### Instructions to follow
Show every line in the entries that follow that contains the word "below".

── Record set

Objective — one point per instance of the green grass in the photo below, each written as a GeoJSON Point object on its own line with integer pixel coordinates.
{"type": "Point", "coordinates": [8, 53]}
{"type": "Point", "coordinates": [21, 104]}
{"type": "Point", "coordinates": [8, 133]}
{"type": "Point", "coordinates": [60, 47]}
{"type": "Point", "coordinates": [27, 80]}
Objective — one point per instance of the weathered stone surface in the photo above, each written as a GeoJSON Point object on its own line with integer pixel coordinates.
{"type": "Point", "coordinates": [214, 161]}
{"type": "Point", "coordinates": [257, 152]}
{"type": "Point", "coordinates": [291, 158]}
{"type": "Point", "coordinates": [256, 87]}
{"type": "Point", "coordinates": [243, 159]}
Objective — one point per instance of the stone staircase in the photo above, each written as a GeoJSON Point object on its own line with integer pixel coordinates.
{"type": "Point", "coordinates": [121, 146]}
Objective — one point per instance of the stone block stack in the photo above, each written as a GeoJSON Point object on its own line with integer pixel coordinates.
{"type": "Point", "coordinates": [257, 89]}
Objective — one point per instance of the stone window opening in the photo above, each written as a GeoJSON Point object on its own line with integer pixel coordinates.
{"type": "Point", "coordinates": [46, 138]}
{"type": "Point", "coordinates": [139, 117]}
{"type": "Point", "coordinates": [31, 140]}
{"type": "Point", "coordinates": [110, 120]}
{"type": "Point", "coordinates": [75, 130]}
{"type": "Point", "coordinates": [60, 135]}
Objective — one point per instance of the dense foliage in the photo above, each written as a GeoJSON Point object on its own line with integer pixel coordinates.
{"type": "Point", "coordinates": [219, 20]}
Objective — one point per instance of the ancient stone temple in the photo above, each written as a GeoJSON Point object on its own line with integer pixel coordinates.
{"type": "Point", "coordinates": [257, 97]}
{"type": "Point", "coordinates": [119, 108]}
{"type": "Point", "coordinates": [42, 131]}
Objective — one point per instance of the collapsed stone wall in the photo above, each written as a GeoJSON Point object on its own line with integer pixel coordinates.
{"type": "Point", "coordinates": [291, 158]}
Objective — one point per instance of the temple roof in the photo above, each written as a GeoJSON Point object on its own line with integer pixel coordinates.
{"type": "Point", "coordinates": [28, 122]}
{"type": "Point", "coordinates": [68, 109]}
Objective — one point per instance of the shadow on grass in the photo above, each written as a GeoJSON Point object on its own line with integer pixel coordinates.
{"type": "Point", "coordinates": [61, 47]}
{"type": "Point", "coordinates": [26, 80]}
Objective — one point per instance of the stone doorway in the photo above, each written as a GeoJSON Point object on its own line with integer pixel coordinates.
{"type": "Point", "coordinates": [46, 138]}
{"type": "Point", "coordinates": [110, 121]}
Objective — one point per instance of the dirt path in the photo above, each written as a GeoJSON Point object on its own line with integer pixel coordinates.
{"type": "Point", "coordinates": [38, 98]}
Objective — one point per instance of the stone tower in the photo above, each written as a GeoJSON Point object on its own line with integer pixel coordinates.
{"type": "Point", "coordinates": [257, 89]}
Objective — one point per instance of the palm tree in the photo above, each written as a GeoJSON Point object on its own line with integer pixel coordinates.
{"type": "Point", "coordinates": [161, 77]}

────
── Record set

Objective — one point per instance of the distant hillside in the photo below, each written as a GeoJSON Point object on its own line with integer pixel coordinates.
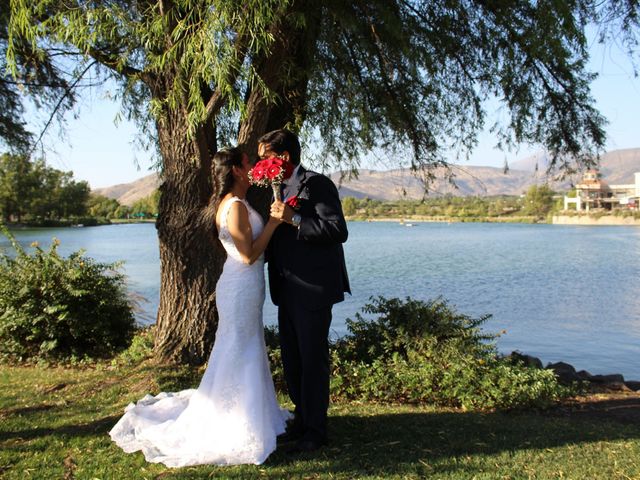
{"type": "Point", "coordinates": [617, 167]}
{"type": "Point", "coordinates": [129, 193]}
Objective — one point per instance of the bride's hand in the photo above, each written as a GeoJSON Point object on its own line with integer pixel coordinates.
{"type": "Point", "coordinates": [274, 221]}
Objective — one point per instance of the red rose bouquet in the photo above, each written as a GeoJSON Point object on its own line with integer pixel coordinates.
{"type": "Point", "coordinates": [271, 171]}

────

### Complete response
Objective — one point per instance of the green grass in the photo below, each written as a GeoJSON Point object on its own line with integer pixel coordinates.
Objective — one point per instance of the distant hillside in the photo below, each written as a GeoJSON Point object on its own line with integer pixel coordinates.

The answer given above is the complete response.